Re: spark-itemsimilarity scalability / Spark parallelism issues (SimilarityAnalysis.cooccurrencesIDSs)

Pat Ferrel Wed, 16 Aug 2017 16:48:07 -0700

This uses the Mahout blas optimizing solver, which I just use and do not know 
well. Mahout virtualizes some things having to do with partitioning and I’ve 
never quite understood how they work. There is a .par() on one of the matrix 
classes that has a similar function to partition but in all cases I’ve used 
.par(auto) and use normal spark repartitioning based on parallelism. Mahout 
implements a mapBlock function, which (all things being equal) looks at a 
partition at a time in memory. The reduce is not part of the code I wrote.


The reduce is not part of the code I wrote. Maybe someone else can explain what 
blas is doing. 

BTW hashmap is O(log n) on average for large n—caveats apply. We use fastutils 
for many things (I thought this was one case) because they are faster than JVM 
implementations but feel free to dig in further. We use downsampling to 
maintain an overall rough O(n) calculation speed where n = # rows (users). As 
the model gets more dense there are greatly diminishing returns for the density 
so after the elements per row threshold is reached we don’t use more in the 
model creation math.

Still feel free to dig into what the optimizer is doing.

Goal a: Extract every line of the rows below that contains the string "dome", matching case exactly.

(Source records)
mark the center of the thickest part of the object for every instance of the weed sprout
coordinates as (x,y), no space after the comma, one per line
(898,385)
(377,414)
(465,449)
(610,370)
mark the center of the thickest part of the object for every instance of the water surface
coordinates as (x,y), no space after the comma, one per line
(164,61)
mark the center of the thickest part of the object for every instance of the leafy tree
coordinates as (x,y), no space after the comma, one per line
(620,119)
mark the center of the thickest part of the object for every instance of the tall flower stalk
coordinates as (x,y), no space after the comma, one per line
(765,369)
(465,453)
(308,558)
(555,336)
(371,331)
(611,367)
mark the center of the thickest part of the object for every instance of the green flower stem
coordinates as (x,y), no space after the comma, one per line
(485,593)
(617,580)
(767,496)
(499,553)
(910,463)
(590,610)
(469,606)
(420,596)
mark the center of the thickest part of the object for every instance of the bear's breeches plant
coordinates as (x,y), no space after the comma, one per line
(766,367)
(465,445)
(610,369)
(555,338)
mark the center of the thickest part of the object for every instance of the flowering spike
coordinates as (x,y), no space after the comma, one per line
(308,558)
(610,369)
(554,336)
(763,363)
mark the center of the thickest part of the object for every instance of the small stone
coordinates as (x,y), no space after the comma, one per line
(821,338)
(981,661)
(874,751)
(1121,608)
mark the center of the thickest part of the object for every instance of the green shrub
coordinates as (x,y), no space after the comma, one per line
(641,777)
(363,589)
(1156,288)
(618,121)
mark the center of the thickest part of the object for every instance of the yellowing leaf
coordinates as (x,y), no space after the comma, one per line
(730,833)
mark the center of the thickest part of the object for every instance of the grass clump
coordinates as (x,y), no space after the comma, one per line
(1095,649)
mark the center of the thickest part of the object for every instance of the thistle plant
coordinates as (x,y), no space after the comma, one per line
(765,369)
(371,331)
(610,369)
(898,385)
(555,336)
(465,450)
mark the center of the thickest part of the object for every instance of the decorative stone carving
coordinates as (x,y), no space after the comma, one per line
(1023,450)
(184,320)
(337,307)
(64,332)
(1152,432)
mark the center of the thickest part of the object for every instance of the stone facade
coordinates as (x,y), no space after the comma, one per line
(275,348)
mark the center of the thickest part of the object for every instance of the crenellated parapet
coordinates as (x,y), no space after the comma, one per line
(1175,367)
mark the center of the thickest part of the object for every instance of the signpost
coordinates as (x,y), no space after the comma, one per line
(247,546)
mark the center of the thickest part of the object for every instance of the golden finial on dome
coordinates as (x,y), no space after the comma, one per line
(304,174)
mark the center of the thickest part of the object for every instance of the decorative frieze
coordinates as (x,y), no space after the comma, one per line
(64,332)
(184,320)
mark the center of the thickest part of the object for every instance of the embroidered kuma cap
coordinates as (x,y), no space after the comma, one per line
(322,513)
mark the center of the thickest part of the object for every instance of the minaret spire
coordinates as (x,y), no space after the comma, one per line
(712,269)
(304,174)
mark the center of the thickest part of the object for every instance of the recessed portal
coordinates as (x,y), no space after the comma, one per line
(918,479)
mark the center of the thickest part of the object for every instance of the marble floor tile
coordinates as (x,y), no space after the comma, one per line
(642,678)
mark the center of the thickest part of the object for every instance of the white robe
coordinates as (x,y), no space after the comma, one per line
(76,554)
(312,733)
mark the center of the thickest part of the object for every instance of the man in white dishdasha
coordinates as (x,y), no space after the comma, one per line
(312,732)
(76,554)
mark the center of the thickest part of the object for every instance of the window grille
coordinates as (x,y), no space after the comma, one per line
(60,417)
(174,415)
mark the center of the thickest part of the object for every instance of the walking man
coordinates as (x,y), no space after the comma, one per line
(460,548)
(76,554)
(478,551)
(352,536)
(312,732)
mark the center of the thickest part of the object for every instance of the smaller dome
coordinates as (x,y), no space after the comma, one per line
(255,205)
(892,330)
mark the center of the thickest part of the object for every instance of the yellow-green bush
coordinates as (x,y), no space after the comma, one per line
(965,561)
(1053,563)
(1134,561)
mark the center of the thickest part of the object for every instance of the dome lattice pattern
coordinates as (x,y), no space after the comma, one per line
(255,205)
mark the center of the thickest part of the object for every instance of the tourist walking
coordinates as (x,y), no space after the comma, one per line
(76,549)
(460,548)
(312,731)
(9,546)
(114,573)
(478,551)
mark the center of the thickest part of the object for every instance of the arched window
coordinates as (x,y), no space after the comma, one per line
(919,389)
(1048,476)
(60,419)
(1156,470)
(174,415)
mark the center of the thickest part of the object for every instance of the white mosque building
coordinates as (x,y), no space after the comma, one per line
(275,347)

Goal b: Resume the forum reply on spark-itemsimilarity scalability above, starting right after its final sentence.

Task output a:
mark the center of the thickest part of the object for every instance of the golden finial on dome
mark the center of the thickest part of the object for every instance of the smaller dome
mark the center of the thickest part of the object for every instance of the dome lattice pattern

Task output b:
On Aug 15, 2017, at 11:13 AM, Scruggs, Matt <matt.scru...@bronto.com> wrote:

Thanks Pat, that's good to know!

This is the "reduce" step (which gets its own stage in my Spark jobs...this 
stage takes almost all the runtime) where most of the work is being done, and 
takes longer the more shuffle partitions there are (relative to # of CPUs):

https://github.com/apache/mahout/blob/08e02602e947ff945b9bd73ab5f0b45863df3e53/spark/src/main/scala/org/apache/mahout/sparkbindings/blas/AtA.scala#L258
 


Why does the runtime of this reduce stage (that ultimately calls 
SequentialAccessSparseVector.getQuick() and setQuick() a lot) depend on the 
ratio of (# Spark CPUs / spark.sql.shuffle.partitions)? Essentially that ratio 
determines how many "chunks" of shuffle partition (reduce) tasks must run, and 
each of those chunks always takes the same amount of time, so the stage 
finishes in less time when that ratio is low (preferably 1).

EXAMPLES - using 32 cores and 200 shuffle partitions, this stage requires 
ceil(145 tasks / 32 cores) = 5 "chunks" of work (145 tasks instead of 200 
because of the estimateProductPartitions call in AtA). Each chunk takes ~8 
minutes, so (5 chunks * 8 min) = ~40 mins. For a job with 32 cores and 32 
shuffle partitions (same CPU resources, still 100% utilized), this stage 
requires only ceil(23 tasks / 32 cores) = 1 chunk of work, which takes the same 
8 minutes, so the job finishes ~5x faster. You can take this to the extreme 
with just 1 core and 1 shuffle partition, and the stage still takes the same 
amount of time! I'd love to know if you can reproduce this behavior.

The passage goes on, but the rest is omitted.